■ **DATASET ROWS**:
- - -

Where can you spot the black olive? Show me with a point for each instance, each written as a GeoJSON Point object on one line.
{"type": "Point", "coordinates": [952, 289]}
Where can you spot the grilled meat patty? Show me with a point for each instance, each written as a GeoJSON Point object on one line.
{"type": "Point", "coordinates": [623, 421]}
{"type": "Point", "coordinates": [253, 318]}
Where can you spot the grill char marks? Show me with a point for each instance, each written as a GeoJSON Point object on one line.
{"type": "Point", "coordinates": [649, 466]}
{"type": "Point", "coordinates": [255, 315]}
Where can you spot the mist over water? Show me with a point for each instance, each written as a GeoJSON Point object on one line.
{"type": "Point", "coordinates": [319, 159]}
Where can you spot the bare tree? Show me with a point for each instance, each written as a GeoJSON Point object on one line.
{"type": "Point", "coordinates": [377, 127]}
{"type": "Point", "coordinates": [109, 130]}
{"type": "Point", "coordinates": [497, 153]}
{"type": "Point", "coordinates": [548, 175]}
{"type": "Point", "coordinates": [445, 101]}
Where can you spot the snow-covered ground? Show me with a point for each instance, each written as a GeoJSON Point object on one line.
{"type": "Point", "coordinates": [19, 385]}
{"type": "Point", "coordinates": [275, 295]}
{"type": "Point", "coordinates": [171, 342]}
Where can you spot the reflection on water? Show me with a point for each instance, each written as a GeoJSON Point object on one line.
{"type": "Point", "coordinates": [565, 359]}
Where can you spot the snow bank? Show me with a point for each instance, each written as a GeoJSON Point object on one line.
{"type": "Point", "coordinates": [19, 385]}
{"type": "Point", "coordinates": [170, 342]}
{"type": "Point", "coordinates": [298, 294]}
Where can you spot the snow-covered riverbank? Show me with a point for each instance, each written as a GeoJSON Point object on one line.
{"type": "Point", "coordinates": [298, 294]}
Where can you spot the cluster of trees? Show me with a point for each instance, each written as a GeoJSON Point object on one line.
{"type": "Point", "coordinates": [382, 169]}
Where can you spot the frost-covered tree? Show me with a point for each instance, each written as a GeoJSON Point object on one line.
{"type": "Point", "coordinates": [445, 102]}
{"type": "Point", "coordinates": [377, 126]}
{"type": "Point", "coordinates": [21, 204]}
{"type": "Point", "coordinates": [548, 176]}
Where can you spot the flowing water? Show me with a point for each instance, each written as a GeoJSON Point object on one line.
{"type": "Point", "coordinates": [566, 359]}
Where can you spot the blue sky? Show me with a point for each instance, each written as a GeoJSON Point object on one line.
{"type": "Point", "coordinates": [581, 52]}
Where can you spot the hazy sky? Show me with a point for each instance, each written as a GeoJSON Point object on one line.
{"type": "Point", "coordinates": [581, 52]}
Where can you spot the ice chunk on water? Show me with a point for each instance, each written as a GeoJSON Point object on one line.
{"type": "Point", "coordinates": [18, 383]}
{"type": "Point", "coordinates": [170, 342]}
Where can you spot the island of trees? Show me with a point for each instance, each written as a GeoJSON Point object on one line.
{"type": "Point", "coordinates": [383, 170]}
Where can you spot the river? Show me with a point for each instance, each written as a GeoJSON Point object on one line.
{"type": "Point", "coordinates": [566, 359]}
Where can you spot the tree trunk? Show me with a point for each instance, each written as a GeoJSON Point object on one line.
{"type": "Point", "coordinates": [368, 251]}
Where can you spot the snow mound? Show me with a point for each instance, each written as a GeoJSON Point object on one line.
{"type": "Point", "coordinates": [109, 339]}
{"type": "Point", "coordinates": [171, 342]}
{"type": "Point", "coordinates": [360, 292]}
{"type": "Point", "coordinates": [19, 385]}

- - -

■ **THE PROBLEM**: Rewrite the records from the line containing "Where can you spot the ice" through the last line of the records, keeping every line and leaving the requests unchanged. Increase each coordinate in the points by 95.

■ **WRITTEN REPLY**:
Where can you spot the ice chunk on water? Show me with a point for each instance, each written as a GeoJSON Point object on one line.
{"type": "Point", "coordinates": [113, 478]}
{"type": "Point", "coordinates": [265, 437]}
Where can you spot the island of trees? Show me with a point for each instance, each written as a GeoJSON Point object on one line.
{"type": "Point", "coordinates": [478, 265]}
Where can you spot the river? Show me with a point for each instance, each written as a GeoJSON Point object on one line.
{"type": "Point", "coordinates": [661, 454]}
Where can you spot the tree trunk? Show me with a point for each instance, each written as a GeoJSON Point object on one line.
{"type": "Point", "coordinates": [463, 346]}
Where can you spot the snow mound? Show me with a point for each instance, each written as a GeoJSON Point object on one line.
{"type": "Point", "coordinates": [204, 434]}
{"type": "Point", "coordinates": [266, 437]}
{"type": "Point", "coordinates": [455, 387]}
{"type": "Point", "coordinates": [114, 480]}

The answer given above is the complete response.